Location identification entries>

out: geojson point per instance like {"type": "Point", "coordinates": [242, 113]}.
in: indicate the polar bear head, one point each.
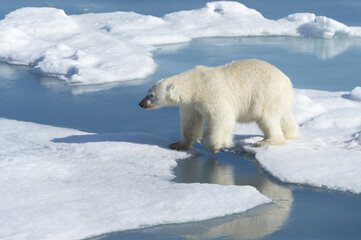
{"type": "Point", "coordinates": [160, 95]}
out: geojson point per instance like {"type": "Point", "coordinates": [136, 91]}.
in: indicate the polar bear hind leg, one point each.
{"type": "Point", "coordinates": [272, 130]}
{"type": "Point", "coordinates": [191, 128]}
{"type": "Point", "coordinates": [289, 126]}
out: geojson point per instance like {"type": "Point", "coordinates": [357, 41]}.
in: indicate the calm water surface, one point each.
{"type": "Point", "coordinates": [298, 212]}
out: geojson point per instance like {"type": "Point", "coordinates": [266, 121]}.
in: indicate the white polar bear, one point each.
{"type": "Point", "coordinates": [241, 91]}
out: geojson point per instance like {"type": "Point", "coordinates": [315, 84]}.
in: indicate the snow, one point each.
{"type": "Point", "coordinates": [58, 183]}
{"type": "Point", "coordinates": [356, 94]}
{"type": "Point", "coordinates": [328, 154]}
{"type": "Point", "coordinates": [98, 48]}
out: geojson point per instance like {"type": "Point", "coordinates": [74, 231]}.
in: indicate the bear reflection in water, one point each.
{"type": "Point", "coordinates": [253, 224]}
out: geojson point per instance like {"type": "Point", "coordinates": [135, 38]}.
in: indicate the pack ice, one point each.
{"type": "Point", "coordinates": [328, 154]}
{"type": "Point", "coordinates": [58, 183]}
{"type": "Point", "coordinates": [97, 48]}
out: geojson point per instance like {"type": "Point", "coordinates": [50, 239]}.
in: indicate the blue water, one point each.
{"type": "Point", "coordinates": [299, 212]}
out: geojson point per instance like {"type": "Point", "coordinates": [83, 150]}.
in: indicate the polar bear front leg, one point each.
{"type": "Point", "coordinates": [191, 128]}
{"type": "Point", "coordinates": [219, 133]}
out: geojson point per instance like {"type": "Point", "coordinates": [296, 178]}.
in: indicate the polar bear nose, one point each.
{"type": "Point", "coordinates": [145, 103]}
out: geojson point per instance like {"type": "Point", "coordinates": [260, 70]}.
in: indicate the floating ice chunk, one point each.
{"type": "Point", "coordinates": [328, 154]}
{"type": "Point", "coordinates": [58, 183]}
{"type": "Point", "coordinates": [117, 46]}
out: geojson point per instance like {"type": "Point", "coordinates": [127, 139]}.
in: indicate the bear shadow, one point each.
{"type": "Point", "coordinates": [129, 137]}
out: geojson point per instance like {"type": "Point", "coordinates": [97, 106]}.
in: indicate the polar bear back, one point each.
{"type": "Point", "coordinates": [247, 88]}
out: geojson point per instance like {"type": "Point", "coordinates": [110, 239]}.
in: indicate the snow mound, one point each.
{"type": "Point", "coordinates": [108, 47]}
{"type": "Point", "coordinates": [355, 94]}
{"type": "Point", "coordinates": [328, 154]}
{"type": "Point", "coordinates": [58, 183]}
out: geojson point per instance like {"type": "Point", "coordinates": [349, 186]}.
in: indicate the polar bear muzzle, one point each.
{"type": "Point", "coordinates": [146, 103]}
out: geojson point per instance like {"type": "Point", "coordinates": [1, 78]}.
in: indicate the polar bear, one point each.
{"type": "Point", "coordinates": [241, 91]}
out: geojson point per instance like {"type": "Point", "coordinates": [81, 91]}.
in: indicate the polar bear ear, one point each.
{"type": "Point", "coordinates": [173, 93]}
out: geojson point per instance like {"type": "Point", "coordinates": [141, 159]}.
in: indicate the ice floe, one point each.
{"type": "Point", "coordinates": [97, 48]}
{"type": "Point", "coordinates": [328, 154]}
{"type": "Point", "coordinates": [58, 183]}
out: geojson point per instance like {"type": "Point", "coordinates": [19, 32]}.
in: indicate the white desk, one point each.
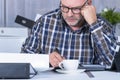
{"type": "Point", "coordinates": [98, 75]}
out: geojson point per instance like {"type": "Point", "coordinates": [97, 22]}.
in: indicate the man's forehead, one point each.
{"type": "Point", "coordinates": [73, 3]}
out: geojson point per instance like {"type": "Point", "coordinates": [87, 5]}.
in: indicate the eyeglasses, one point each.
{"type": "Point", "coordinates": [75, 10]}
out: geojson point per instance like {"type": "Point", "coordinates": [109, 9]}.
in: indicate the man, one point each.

WRITTEN TASK> Repeat the listing verbatim. Skip the pictures.

RESPONSE TO THIS EXERCISE>
out: geojson point per instance like {"type": "Point", "coordinates": [242, 113]}.
in: indicate the polar bear head, one point each.
{"type": "Point", "coordinates": [160, 95]}
out: geojson point per instance like {"type": "Point", "coordinates": [136, 91]}.
in: indicate the polar bear hind leg, one point each.
{"type": "Point", "coordinates": [272, 130]}
{"type": "Point", "coordinates": [191, 128]}
{"type": "Point", "coordinates": [289, 126]}
out: geojson point per instance like {"type": "Point", "coordinates": [357, 41]}.
in: indicate the calm water surface, one point each.
{"type": "Point", "coordinates": [298, 212]}
out: geojson point per instance like {"type": "Point", "coordinates": [266, 121]}.
in: indicate the white polar bear, one point each.
{"type": "Point", "coordinates": [241, 91]}
out: geojson point per instance like {"type": "Point", "coordinates": [315, 84]}.
in: indicate the snow, one point each.
{"type": "Point", "coordinates": [58, 183]}
{"type": "Point", "coordinates": [356, 94]}
{"type": "Point", "coordinates": [328, 154]}
{"type": "Point", "coordinates": [98, 48]}
out: geojson point per instance like {"type": "Point", "coordinates": [74, 231]}.
in: indicate the bear reflection in water, one point each.
{"type": "Point", "coordinates": [253, 224]}
out: geojson point per instance like {"type": "Point", "coordinates": [135, 38]}.
in: indicate the pack ice, one point each.
{"type": "Point", "coordinates": [328, 154]}
{"type": "Point", "coordinates": [58, 183]}
{"type": "Point", "coordinates": [97, 48]}
out: geojson point per instance like {"type": "Point", "coordinates": [50, 239]}.
in: indicate the blue water, one point each.
{"type": "Point", "coordinates": [299, 212]}
out: geojson point per instance like {"type": "Point", "coordinates": [83, 150]}.
in: indicate the polar bear front leg, one point each.
{"type": "Point", "coordinates": [191, 128]}
{"type": "Point", "coordinates": [219, 133]}
out: geojson point per instance like {"type": "Point", "coordinates": [296, 178]}.
in: indicate the polar bear nose, one point each.
{"type": "Point", "coordinates": [145, 103]}
out: geojson point per instance like {"type": "Point", "coordinates": [260, 70]}.
in: indicate the floating ice chunk, one point each.
{"type": "Point", "coordinates": [328, 154]}
{"type": "Point", "coordinates": [58, 183]}
{"type": "Point", "coordinates": [117, 46]}
out: geojson point per instance like {"type": "Point", "coordinates": [127, 139]}.
in: indicate the bear shadow, one point each.
{"type": "Point", "coordinates": [129, 137]}
out: geojson point per instance like {"type": "Point", "coordinates": [97, 106]}.
in: indicate the polar bear back, one point each.
{"type": "Point", "coordinates": [247, 88]}
out: geojson point per instance like {"type": "Point", "coordinates": [110, 239]}.
in: indicate the snow mound, one point each.
{"type": "Point", "coordinates": [108, 47]}
{"type": "Point", "coordinates": [355, 94]}
{"type": "Point", "coordinates": [328, 154]}
{"type": "Point", "coordinates": [58, 183]}
out: geojson point per instance like {"type": "Point", "coordinates": [349, 186]}.
in: indicate the polar bear muzzle, one point each.
{"type": "Point", "coordinates": [146, 103]}
out: geojson point per instance like {"type": "Point", "coordinates": [1, 78]}.
in: indicate the polar bear, one point each.
{"type": "Point", "coordinates": [241, 91]}
out: geojson point per instance like {"type": "Point", "coordinates": [81, 91]}.
in: indicate the polar bear ear, one point each.
{"type": "Point", "coordinates": [173, 93]}
out: geojson point per instance like {"type": "Point", "coordinates": [141, 159]}.
in: indicate the ice floe, one point each.
{"type": "Point", "coordinates": [97, 48]}
{"type": "Point", "coordinates": [328, 154]}
{"type": "Point", "coordinates": [58, 183]}
out: geojson point per instance like {"type": "Point", "coordinates": [19, 32]}.
in: indicate the white desk, one point each.
{"type": "Point", "coordinates": [98, 75]}
out: geojson point per instance like {"type": "Point", "coordinates": [97, 22]}.
in: indicate the man's forehead, one point each.
{"type": "Point", "coordinates": [73, 3]}
out: geojson point per instance like {"type": "Point", "coordinates": [87, 5]}.
in: indicate the eyeglasses, one point each.
{"type": "Point", "coordinates": [75, 10]}
out: geojson point per instance like {"type": "Point", "coordinates": [109, 9]}.
in: indicate the man, one point each.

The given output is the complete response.